Directions »
Copy the listing below, switching each "this photo" to "this image" and keeping everything else the same. Leave the pictures out of your copy.

Records »
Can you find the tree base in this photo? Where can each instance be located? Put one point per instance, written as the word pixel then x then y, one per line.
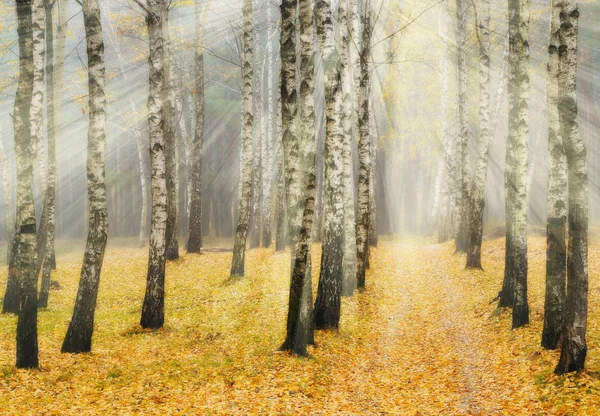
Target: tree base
pixel 520 316
pixel 572 357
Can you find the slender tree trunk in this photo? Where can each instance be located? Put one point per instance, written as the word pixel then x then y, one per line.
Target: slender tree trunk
pixel 516 163
pixel 269 141
pixel 172 174
pixel 59 69
pixel 477 199
pixel 24 252
pixel 461 238
pixel 37 104
pixel 349 260
pixel 573 344
pixel 556 254
pixel 364 153
pixel 257 139
pixel 79 334
pixel 8 200
pixel 50 199
pixel 373 233
pixel 280 238
pixel 299 322
pixel 37 123
pixel 153 315
pixel 194 243
pixel 245 187
pixel 446 217
pixel 328 303
pixel 141 144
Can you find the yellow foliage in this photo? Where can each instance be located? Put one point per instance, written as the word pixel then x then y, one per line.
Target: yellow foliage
pixel 422 340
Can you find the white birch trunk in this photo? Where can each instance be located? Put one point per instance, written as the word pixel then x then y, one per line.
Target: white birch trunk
pixel 556 265
pixel 574 346
pixel 245 187
pixel 328 302
pixel 153 306
pixel 349 262
pixel 364 152
pixel 477 198
pixel 79 334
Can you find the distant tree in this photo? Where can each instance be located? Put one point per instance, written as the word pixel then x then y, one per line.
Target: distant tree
pixel 445 216
pixel 8 199
pixel 23 260
pixel 556 260
pixel 573 344
pixel 79 334
pixel 461 236
pixel 153 309
pixel 269 142
pixel 245 187
pixel 194 243
pixel 349 259
pixel 50 197
pixel 477 198
pixel 171 145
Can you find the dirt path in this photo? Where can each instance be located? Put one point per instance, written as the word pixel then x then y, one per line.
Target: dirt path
pixel 433 349
pixel 421 340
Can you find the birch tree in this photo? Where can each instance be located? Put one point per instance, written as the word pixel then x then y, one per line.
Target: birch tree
pixel 268 147
pixel 153 315
pixel 50 197
pixel 194 243
pixel 364 151
pixel 79 334
pixel 171 151
pixel 573 344
pixel 328 303
pixel 37 102
pixel 445 217
pixel 23 267
pixel 245 187
pixel 514 291
pixel 461 237
pixel 556 266
pixel 8 199
pixel 349 259
pixel 477 200
pixel 299 327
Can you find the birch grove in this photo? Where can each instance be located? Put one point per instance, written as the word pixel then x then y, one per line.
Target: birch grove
pixel 245 187
pixel 432 167
pixel 81 327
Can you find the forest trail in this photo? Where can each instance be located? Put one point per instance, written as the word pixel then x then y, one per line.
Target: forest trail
pixel 421 340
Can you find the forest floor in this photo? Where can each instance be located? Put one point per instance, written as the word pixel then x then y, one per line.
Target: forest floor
pixel 422 340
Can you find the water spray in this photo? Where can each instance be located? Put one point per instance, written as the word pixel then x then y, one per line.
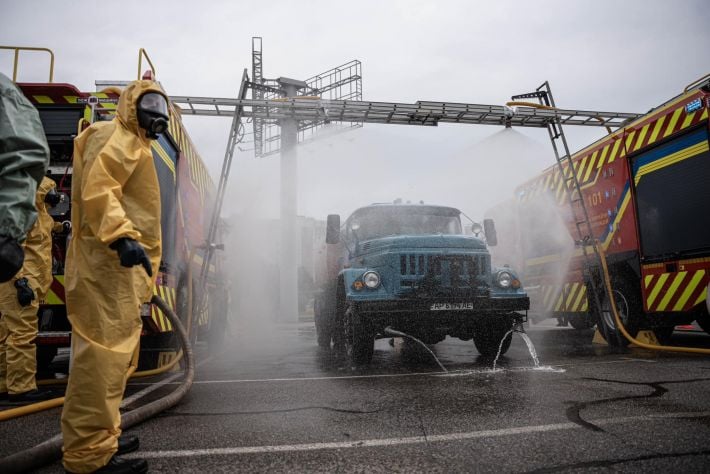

Written response »
Can you find the tree base in this image? Where can each instance be located? Put one point per instance, written as the word pixel then x then y, one per line.
Target: tree base
pixel 520 316
pixel 572 357
Can you find the slender tree trunk in this image? Where can each instance be located? Put one point per instance, written as the word pixel then x then y, one per line.
Target: slender tree trunk
pixel 516 163
pixel 269 141
pixel 172 174
pixel 59 69
pixel 477 199
pixel 24 252
pixel 461 238
pixel 37 104
pixel 349 260
pixel 573 344
pixel 556 254
pixel 364 153
pixel 257 139
pixel 79 334
pixel 8 200
pixel 50 199
pixel 373 233
pixel 280 238
pixel 299 322
pixel 37 123
pixel 153 315
pixel 194 243
pixel 245 187
pixel 446 217
pixel 328 303
pixel 141 144
Can you find the yellow foliage in this image? Where can each instance be located? Put one point per instance, written as the word pixel then x then y, one per line.
Target: yellow foliage
pixel 422 340
Can you find the white birch trunk in this image? Where can each instance be located? Put one point per instance, written as the word pixel then x then y, one per line.
Target: white birch trunk
pixel 556 265
pixel 574 346
pixel 245 187
pixel 328 302
pixel 153 306
pixel 349 262
pixel 364 152
pixel 477 198
pixel 79 334
Can you find the distant tree in this image? Where can each instance be located? Put one point per instance, written as the word pixel then x then y, one per line.
Target: distant tree
pixel 445 216
pixel 8 199
pixel 23 260
pixel 556 260
pixel 573 344
pixel 79 334
pixel 461 236
pixel 153 309
pixel 269 142
pixel 245 187
pixel 194 243
pixel 349 259
pixel 50 197
pixel 477 198
pixel 171 145
Can you find the dirt path in this image? Where can each instance be located? Put one point per instance, written as the word pixel then x then y, one per line.
Target: dirt path
pixel 433 349
pixel 421 340
Can you find the birch tree in this image? Where can each instance be located? Put one point per instance, written as the word pixel then x then y, one per line.
Target: birch tree
pixel 268 147
pixel 153 315
pixel 50 197
pixel 194 243
pixel 364 151
pixel 79 334
pixel 171 151
pixel 573 344
pixel 328 303
pixel 37 102
pixel 445 217
pixel 23 267
pixel 245 187
pixel 514 291
pixel 461 237
pixel 556 266
pixel 8 199
pixel 349 259
pixel 477 200
pixel 299 327
Can you find the birch grove in this image? Where can each instance be located? Put one point per instance, written as the word pixel then x then y, one per line.
Target: birch grove
pixel 245 187
pixel 432 167
pixel 81 327
Can you find the forest trail in this image? Where can each instance be located? Put one point per instance, written as the word pixel then x then y, one per line.
Target: forest trail
pixel 421 340
Can you find the forest floor in this image? Where can each instance be located? Put one point per instance, written as the word pixel then x then y, one per line.
Target: forest floor
pixel 422 340
Can you find the water spray in this image? Where can each instance be located? Put one point per instance, written as the word pixel then x then y, one per line.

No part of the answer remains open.